**Records from a dataset:**
□ □ □

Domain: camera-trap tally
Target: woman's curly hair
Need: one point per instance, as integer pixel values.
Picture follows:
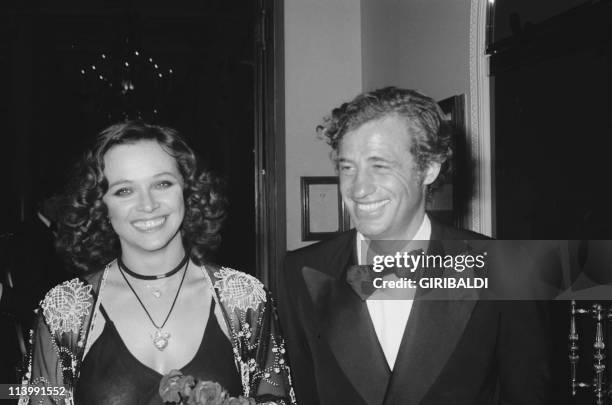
(85, 235)
(431, 132)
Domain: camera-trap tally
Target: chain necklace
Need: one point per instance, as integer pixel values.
(160, 338)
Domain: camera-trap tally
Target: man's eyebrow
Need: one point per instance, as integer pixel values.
(380, 159)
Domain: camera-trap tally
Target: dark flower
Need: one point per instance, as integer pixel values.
(175, 385)
(207, 393)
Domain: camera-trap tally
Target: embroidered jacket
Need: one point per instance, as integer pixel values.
(67, 315)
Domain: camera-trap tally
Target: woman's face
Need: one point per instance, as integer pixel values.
(145, 196)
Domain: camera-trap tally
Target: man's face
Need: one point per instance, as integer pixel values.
(380, 184)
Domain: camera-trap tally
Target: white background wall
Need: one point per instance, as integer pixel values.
(335, 49)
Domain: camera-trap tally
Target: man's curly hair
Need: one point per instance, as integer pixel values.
(431, 132)
(85, 235)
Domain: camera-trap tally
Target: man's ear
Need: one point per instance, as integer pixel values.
(431, 173)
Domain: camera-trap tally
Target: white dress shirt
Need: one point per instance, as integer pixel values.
(390, 316)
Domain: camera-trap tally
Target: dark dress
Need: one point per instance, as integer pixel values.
(110, 374)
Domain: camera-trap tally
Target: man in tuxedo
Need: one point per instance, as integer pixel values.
(345, 347)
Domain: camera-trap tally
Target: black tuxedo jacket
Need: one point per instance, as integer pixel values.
(452, 352)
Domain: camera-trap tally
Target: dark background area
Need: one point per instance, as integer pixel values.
(550, 67)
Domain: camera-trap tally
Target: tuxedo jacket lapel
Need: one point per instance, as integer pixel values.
(431, 335)
(345, 324)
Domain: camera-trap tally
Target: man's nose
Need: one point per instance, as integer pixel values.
(363, 185)
(148, 203)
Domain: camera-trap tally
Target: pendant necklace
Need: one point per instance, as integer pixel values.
(160, 338)
(155, 291)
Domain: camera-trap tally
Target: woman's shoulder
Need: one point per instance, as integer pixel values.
(236, 289)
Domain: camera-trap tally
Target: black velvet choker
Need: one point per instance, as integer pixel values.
(172, 272)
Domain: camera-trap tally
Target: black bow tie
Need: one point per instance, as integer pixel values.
(361, 277)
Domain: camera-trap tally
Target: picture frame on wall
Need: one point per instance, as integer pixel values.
(449, 203)
(323, 212)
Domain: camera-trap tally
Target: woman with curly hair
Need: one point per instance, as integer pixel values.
(141, 221)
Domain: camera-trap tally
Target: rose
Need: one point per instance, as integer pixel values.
(239, 401)
(207, 393)
(174, 386)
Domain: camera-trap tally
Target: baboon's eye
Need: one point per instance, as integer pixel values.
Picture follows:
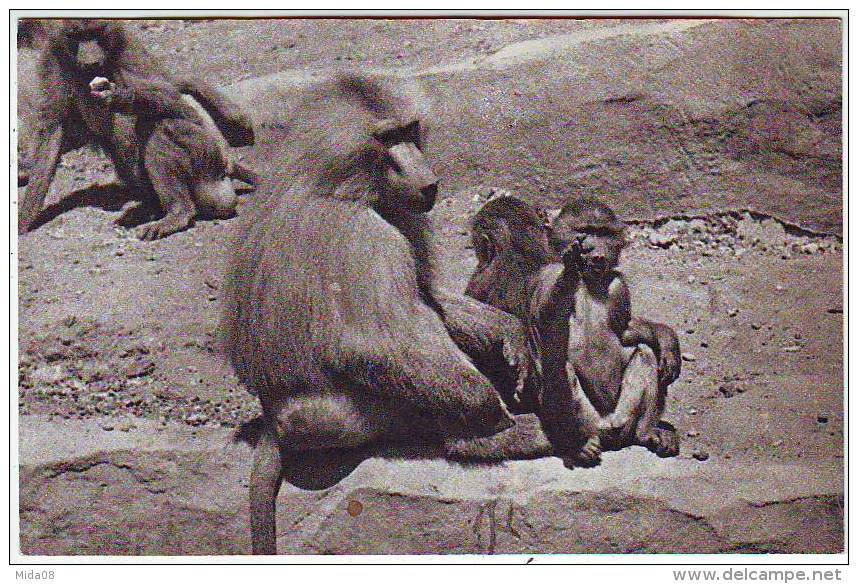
(394, 165)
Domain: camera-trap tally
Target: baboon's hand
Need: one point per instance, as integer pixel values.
(517, 354)
(101, 88)
(612, 422)
(669, 355)
(589, 455)
(571, 257)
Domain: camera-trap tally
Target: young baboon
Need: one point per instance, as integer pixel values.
(331, 314)
(178, 154)
(623, 388)
(163, 149)
(624, 364)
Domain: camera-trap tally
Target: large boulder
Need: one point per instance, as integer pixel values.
(662, 118)
(109, 487)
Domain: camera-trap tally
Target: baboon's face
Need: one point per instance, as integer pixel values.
(507, 225)
(408, 179)
(599, 247)
(88, 43)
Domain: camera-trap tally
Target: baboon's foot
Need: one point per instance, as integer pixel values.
(612, 422)
(172, 223)
(136, 214)
(590, 454)
(663, 441)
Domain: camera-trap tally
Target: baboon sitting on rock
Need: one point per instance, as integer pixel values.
(331, 312)
(171, 159)
(623, 364)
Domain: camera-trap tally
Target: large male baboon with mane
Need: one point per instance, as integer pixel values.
(331, 313)
(172, 159)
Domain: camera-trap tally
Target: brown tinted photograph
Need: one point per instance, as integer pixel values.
(426, 284)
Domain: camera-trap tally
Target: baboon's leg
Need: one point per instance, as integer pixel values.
(124, 160)
(641, 404)
(229, 118)
(524, 441)
(239, 171)
(265, 480)
(427, 370)
(167, 169)
(46, 155)
(216, 198)
(569, 425)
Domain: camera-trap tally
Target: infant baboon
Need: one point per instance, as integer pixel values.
(159, 158)
(513, 245)
(518, 272)
(331, 313)
(624, 364)
(178, 154)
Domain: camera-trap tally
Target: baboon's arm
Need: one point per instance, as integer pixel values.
(149, 98)
(524, 441)
(230, 119)
(565, 422)
(482, 330)
(46, 156)
(662, 340)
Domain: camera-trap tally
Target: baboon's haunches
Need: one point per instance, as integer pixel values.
(331, 315)
(159, 160)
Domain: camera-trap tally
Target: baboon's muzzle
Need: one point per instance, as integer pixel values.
(90, 55)
(413, 167)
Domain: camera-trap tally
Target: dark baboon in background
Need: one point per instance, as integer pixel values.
(519, 273)
(331, 315)
(609, 350)
(157, 159)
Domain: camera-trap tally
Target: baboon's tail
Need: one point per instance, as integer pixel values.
(249, 432)
(229, 118)
(245, 174)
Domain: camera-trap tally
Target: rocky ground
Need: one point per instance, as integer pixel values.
(122, 333)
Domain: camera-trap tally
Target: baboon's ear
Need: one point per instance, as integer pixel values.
(385, 130)
(412, 130)
(485, 249)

□ □ □

Output the lines, exactly: the first line of the entries above, every line after it, and the line with "Target: man's eyebrow" as the last. No pictures.

**Answer box:**
Domain: camera-trap tally
Target: woman's curly hair
Need: one point per instance, as integer pixel values.
Picture follows:
(85, 235)
(431, 132)
Domain: camera-trap tally
Target: chain necklace
Need: one point per instance, as integer pixel values.
(160, 338)
Domain: camera-trap tally
Target: man's eyebrow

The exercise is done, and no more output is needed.